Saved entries

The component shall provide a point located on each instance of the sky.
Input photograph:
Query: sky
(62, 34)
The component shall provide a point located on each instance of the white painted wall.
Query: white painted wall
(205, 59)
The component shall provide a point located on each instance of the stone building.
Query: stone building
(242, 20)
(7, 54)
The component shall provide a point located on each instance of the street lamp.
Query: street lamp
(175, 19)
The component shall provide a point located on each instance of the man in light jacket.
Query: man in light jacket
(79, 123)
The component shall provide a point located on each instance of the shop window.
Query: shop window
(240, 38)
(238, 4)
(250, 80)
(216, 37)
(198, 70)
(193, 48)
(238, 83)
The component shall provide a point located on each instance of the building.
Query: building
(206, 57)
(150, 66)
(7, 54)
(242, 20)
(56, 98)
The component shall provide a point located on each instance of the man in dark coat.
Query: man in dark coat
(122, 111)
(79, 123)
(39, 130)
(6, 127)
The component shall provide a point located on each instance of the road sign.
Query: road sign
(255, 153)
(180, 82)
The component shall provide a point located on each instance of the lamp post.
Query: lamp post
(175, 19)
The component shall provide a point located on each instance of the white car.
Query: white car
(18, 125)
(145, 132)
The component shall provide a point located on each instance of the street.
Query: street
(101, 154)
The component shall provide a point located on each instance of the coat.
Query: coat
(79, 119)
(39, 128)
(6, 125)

...

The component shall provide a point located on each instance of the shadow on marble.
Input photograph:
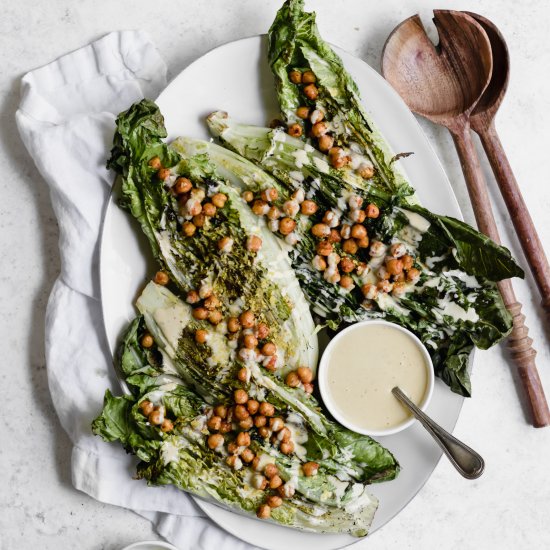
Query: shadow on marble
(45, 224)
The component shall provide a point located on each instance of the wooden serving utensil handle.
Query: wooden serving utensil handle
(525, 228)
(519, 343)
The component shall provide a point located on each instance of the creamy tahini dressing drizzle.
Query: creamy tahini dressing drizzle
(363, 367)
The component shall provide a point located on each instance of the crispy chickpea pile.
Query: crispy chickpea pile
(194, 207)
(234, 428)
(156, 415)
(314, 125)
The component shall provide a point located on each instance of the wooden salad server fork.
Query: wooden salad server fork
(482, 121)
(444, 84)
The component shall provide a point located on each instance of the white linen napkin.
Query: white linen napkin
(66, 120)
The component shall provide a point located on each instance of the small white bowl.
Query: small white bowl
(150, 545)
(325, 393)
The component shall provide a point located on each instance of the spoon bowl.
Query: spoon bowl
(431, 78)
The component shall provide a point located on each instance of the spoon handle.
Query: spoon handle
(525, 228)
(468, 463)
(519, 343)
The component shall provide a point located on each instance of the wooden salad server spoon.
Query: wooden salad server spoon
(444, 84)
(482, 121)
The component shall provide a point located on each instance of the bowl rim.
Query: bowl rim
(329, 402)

--

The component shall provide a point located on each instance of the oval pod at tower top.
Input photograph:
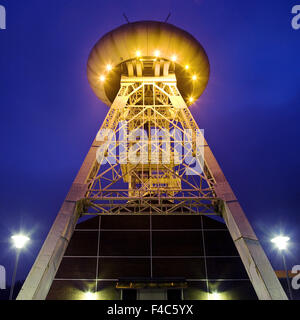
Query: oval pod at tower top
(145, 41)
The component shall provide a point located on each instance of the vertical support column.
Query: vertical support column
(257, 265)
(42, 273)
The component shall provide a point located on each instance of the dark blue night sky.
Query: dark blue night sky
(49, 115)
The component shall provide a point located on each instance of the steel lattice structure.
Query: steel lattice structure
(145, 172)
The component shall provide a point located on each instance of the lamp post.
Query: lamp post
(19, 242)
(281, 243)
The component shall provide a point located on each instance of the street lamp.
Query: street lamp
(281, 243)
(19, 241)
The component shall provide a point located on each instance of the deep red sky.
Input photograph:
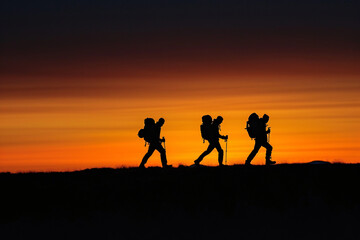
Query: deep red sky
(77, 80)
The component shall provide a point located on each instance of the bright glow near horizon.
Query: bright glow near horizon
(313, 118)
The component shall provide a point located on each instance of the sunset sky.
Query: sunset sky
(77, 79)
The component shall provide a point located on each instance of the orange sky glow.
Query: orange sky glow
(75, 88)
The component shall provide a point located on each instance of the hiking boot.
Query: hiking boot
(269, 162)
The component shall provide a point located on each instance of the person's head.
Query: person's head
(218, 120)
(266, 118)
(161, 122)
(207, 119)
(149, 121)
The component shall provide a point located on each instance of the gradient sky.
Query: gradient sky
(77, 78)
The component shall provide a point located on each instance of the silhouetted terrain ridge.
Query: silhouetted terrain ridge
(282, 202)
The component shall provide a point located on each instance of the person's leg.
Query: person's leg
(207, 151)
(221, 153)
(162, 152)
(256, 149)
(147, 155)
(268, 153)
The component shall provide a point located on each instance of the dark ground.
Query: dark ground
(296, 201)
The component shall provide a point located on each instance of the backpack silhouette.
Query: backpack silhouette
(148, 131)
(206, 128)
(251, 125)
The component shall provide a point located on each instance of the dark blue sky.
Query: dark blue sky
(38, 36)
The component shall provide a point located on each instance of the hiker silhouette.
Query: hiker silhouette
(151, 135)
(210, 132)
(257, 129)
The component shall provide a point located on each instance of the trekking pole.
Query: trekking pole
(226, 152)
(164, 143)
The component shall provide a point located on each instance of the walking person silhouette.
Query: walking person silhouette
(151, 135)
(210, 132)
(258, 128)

EXERCISE INSTRUCTIONS
Report every line in the rows above that contains the word "hiking", treating uppercase and lowercase as different.

SOLUTION
The component shall provide a point located on each instance of the hiking boot.
Query: hiking boot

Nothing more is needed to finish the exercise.